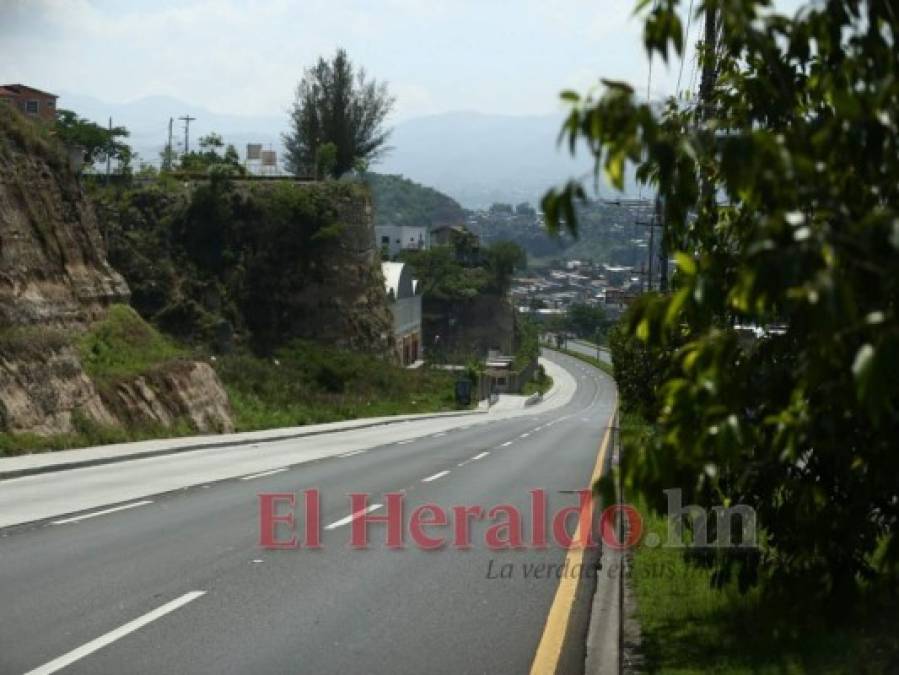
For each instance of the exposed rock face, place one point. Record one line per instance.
(42, 395)
(54, 282)
(53, 267)
(301, 262)
(185, 390)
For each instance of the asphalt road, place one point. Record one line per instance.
(589, 349)
(178, 583)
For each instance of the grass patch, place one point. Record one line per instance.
(690, 627)
(538, 386)
(307, 383)
(87, 433)
(592, 360)
(124, 345)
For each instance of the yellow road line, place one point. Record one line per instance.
(546, 660)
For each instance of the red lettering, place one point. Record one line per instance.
(269, 519)
(505, 534)
(538, 518)
(461, 528)
(313, 519)
(418, 522)
(361, 519)
(584, 531)
(609, 531)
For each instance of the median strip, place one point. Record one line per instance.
(474, 459)
(263, 474)
(353, 453)
(546, 660)
(349, 519)
(117, 634)
(76, 519)
(441, 474)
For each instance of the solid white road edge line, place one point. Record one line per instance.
(264, 474)
(75, 519)
(352, 517)
(441, 474)
(473, 459)
(113, 635)
(353, 453)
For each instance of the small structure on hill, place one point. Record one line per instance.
(405, 306)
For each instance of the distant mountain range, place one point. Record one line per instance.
(474, 157)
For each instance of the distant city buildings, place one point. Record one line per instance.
(392, 239)
(404, 302)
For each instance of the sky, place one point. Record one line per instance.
(244, 57)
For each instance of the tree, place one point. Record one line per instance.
(207, 158)
(335, 103)
(586, 321)
(502, 259)
(98, 142)
(780, 195)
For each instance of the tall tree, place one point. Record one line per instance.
(336, 104)
(780, 196)
(98, 141)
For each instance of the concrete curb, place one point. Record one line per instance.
(212, 444)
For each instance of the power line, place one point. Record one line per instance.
(187, 120)
(684, 53)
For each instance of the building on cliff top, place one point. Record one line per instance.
(30, 101)
(405, 308)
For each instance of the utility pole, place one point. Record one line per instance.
(167, 161)
(663, 247)
(187, 120)
(709, 62)
(109, 151)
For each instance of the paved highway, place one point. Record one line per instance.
(155, 565)
(589, 349)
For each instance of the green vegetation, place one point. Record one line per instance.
(225, 265)
(337, 108)
(688, 625)
(124, 345)
(86, 434)
(213, 156)
(29, 136)
(307, 383)
(779, 193)
(99, 142)
(606, 234)
(465, 270)
(541, 384)
(400, 201)
(592, 360)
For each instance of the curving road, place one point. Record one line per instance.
(154, 565)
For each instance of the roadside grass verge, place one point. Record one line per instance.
(538, 386)
(303, 383)
(690, 627)
(308, 383)
(592, 360)
(123, 345)
(87, 433)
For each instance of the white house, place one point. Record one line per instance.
(396, 238)
(405, 307)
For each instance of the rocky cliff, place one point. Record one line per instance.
(231, 263)
(55, 286)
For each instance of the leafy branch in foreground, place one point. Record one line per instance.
(779, 195)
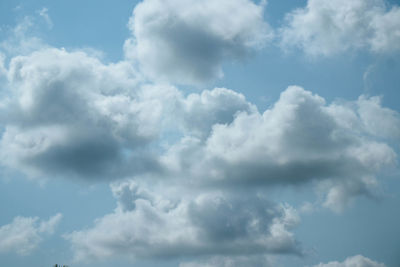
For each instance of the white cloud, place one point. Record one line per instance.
(330, 27)
(355, 261)
(219, 106)
(24, 234)
(187, 41)
(299, 139)
(148, 225)
(69, 114)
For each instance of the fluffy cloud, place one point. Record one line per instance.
(67, 113)
(200, 112)
(24, 234)
(148, 225)
(355, 261)
(300, 139)
(329, 27)
(187, 41)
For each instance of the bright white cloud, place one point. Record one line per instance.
(202, 111)
(187, 41)
(329, 27)
(300, 139)
(355, 261)
(148, 225)
(24, 234)
(68, 113)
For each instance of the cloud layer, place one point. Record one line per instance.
(67, 113)
(283, 146)
(24, 234)
(331, 27)
(355, 261)
(149, 225)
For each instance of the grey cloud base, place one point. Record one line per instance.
(148, 225)
(355, 261)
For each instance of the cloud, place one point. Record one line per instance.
(21, 39)
(67, 114)
(187, 41)
(244, 261)
(331, 27)
(149, 225)
(355, 261)
(283, 146)
(202, 111)
(24, 234)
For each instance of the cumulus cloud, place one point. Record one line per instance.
(202, 111)
(299, 139)
(67, 113)
(331, 27)
(149, 225)
(187, 41)
(355, 261)
(24, 234)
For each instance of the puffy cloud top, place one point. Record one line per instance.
(355, 261)
(329, 27)
(187, 41)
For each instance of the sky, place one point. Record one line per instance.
(184, 133)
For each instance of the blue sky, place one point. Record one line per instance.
(200, 133)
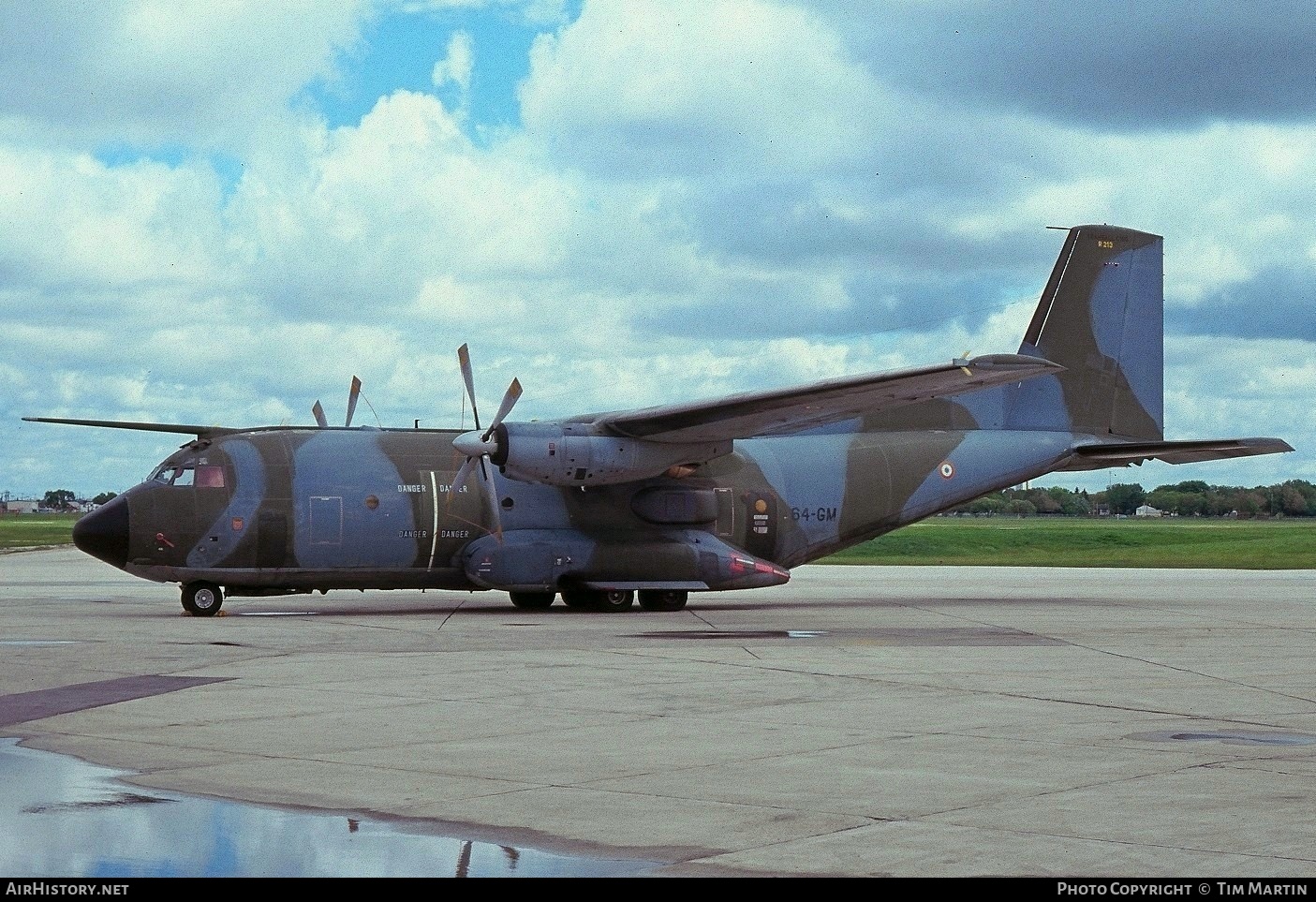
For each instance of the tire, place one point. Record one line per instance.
(614, 599)
(578, 599)
(533, 600)
(662, 599)
(201, 599)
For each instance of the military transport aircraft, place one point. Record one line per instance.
(663, 500)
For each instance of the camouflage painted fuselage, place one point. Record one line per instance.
(341, 509)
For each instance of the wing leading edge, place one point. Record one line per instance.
(1099, 457)
(805, 407)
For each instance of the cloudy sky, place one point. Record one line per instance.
(221, 213)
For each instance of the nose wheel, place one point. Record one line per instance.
(201, 599)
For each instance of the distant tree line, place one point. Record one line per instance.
(1190, 498)
(64, 499)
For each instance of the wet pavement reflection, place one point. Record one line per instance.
(66, 818)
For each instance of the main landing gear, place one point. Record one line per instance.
(201, 599)
(604, 599)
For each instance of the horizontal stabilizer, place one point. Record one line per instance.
(181, 428)
(805, 407)
(1098, 457)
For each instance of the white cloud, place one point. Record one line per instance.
(457, 65)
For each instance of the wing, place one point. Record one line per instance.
(1098, 457)
(181, 428)
(805, 407)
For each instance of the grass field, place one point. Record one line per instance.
(1287, 544)
(31, 529)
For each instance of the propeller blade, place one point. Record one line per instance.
(351, 398)
(464, 473)
(491, 502)
(464, 356)
(513, 392)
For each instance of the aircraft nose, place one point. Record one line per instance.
(103, 534)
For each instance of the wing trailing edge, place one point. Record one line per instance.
(1098, 457)
(805, 407)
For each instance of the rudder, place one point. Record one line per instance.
(1102, 317)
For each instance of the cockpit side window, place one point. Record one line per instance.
(208, 476)
(166, 474)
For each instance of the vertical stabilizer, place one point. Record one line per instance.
(1102, 318)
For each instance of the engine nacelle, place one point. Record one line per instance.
(566, 454)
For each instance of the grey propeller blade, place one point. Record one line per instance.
(464, 356)
(513, 392)
(351, 398)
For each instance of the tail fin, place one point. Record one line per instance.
(1102, 318)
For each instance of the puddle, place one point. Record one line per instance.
(37, 642)
(66, 818)
(733, 633)
(1234, 736)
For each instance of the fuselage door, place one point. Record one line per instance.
(325, 521)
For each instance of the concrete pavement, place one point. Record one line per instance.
(854, 722)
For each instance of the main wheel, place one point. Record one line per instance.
(533, 600)
(201, 599)
(662, 599)
(578, 599)
(614, 599)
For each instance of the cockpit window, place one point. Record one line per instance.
(210, 476)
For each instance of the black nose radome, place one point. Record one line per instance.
(104, 532)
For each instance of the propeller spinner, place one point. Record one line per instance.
(480, 444)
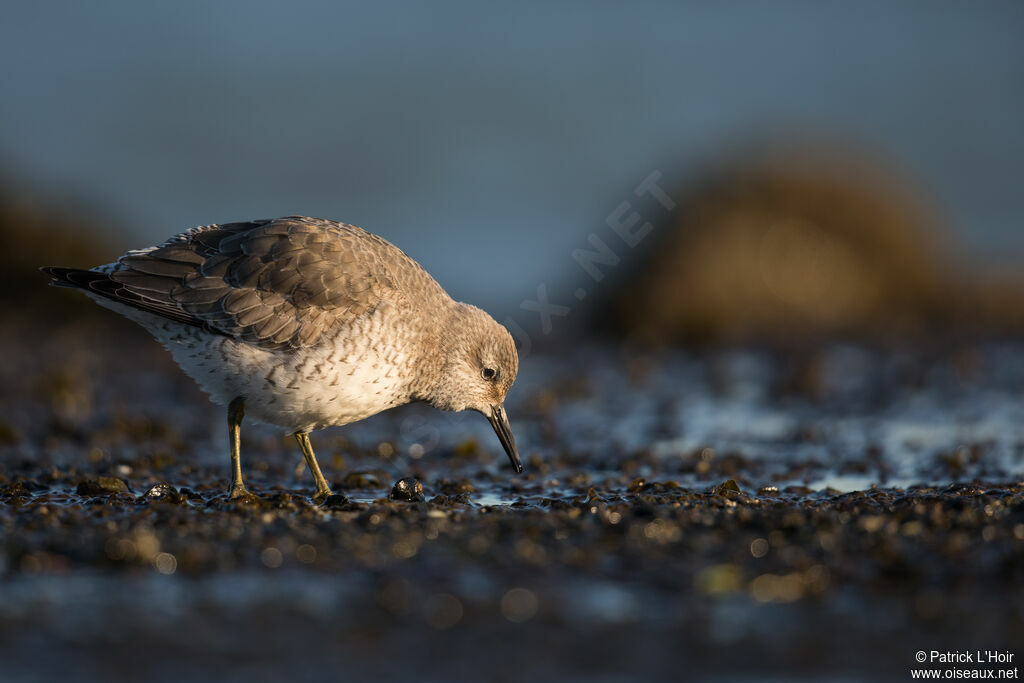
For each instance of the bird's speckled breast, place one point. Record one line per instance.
(363, 370)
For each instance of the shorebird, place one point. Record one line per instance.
(304, 324)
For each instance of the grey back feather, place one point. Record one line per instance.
(276, 284)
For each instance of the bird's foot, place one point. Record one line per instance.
(242, 495)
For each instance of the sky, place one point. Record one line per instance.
(488, 140)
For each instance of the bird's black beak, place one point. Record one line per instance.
(501, 424)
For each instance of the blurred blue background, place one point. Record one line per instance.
(507, 132)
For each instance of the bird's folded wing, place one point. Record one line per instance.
(275, 284)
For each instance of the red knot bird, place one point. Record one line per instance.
(304, 324)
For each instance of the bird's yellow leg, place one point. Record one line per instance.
(323, 491)
(236, 411)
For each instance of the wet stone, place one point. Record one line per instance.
(336, 502)
(164, 493)
(101, 486)
(408, 489)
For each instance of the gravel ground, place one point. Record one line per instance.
(734, 515)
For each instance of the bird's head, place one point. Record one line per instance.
(480, 365)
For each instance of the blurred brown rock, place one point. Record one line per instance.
(45, 231)
(799, 247)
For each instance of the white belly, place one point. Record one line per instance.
(334, 384)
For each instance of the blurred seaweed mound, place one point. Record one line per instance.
(45, 231)
(799, 247)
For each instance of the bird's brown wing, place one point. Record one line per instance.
(274, 284)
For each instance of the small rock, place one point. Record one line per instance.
(165, 493)
(360, 480)
(408, 488)
(336, 502)
(728, 487)
(101, 486)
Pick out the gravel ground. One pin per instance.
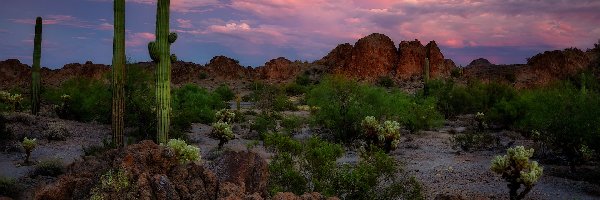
(443, 170)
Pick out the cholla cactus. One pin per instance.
(222, 131)
(28, 145)
(516, 168)
(186, 153)
(225, 115)
(386, 136)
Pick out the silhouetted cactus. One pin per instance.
(516, 168)
(35, 70)
(160, 52)
(426, 70)
(118, 74)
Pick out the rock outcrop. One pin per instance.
(155, 173)
(372, 57)
(279, 69)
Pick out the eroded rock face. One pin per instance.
(154, 173)
(279, 69)
(412, 56)
(372, 57)
(228, 68)
(14, 74)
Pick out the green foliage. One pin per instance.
(52, 167)
(9, 187)
(517, 170)
(264, 122)
(222, 132)
(114, 181)
(473, 140)
(386, 136)
(82, 99)
(310, 166)
(344, 103)
(225, 93)
(186, 153)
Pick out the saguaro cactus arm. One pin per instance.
(118, 74)
(35, 73)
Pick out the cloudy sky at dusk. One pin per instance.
(255, 31)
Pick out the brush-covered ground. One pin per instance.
(303, 137)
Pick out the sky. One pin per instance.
(256, 31)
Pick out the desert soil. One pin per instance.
(428, 156)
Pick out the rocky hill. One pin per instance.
(369, 59)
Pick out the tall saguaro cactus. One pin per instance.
(426, 70)
(35, 73)
(160, 52)
(118, 73)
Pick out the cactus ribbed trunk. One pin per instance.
(35, 73)
(118, 74)
(426, 70)
(163, 71)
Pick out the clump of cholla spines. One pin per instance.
(517, 170)
(385, 136)
(222, 128)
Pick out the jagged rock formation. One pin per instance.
(372, 57)
(224, 67)
(154, 173)
(279, 69)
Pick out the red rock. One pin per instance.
(372, 57)
(412, 56)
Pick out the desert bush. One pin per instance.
(310, 166)
(566, 118)
(186, 153)
(222, 132)
(385, 136)
(88, 100)
(225, 115)
(113, 181)
(473, 140)
(52, 167)
(9, 187)
(193, 104)
(344, 103)
(95, 150)
(517, 170)
(28, 145)
(224, 92)
(56, 131)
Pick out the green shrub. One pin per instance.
(224, 92)
(222, 132)
(9, 187)
(193, 104)
(473, 140)
(344, 103)
(310, 166)
(516, 168)
(88, 100)
(52, 167)
(186, 153)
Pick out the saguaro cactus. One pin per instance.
(426, 70)
(35, 71)
(118, 73)
(160, 52)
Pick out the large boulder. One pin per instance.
(372, 57)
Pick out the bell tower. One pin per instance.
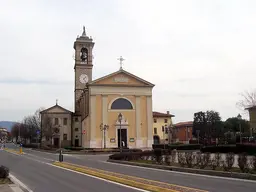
(83, 64)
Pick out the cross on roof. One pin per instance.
(121, 59)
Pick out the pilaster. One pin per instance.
(105, 118)
(92, 120)
(149, 120)
(138, 122)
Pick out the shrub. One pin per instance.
(128, 156)
(181, 159)
(190, 159)
(167, 157)
(204, 160)
(4, 172)
(198, 159)
(34, 145)
(228, 161)
(215, 161)
(250, 149)
(173, 156)
(158, 154)
(253, 163)
(243, 162)
(177, 146)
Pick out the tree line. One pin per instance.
(30, 129)
(209, 125)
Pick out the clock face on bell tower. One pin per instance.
(83, 63)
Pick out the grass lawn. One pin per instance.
(234, 169)
(5, 181)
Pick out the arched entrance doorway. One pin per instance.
(156, 139)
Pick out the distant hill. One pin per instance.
(7, 124)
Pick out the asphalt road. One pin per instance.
(194, 181)
(41, 177)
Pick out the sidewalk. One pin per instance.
(10, 188)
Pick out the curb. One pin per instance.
(114, 178)
(76, 153)
(19, 185)
(246, 176)
(14, 152)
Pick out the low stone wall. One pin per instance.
(190, 170)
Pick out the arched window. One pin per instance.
(121, 103)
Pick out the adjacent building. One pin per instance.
(3, 134)
(160, 123)
(252, 116)
(183, 131)
(109, 111)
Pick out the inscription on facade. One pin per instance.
(121, 79)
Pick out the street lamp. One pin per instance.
(239, 117)
(120, 139)
(104, 128)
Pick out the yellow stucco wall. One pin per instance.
(161, 122)
(129, 115)
(110, 80)
(252, 114)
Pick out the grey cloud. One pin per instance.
(28, 81)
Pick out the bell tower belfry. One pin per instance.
(83, 64)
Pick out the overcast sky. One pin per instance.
(200, 54)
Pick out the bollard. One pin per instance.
(21, 148)
(60, 156)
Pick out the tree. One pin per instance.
(208, 123)
(48, 128)
(248, 100)
(232, 124)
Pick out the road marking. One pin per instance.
(183, 173)
(29, 154)
(83, 174)
(18, 182)
(131, 177)
(99, 178)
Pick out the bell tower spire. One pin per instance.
(83, 46)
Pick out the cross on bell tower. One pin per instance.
(121, 59)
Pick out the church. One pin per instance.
(109, 111)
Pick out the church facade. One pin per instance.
(110, 111)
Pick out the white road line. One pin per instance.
(18, 182)
(101, 179)
(85, 175)
(183, 173)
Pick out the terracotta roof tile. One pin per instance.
(186, 123)
(159, 114)
(252, 107)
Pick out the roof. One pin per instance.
(252, 107)
(56, 106)
(118, 72)
(159, 114)
(184, 124)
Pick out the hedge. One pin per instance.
(238, 148)
(177, 147)
(4, 172)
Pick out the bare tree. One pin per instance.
(15, 131)
(48, 128)
(248, 100)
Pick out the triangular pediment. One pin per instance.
(56, 109)
(121, 77)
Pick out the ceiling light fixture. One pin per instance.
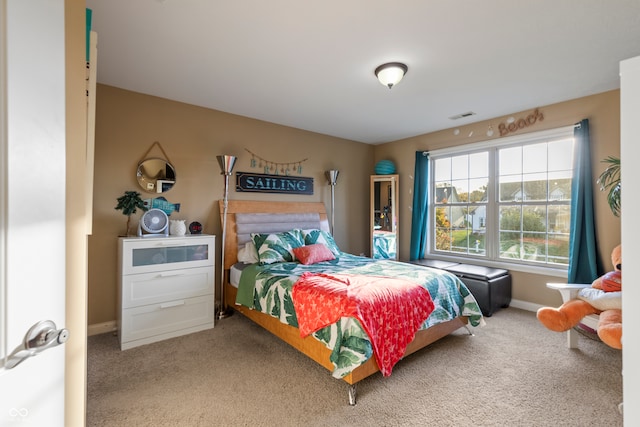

====

● **Aim**
Gather every line of the material that contains the word "yellow", with case counting.

● **Completed exercise**
For each instance of the yellow road line, place one point. Record one line per instance.
For each instance of the bird's yellow leg, place one point. Record one line per instance.
Pick out the yellow stucco wall. One pin per instance.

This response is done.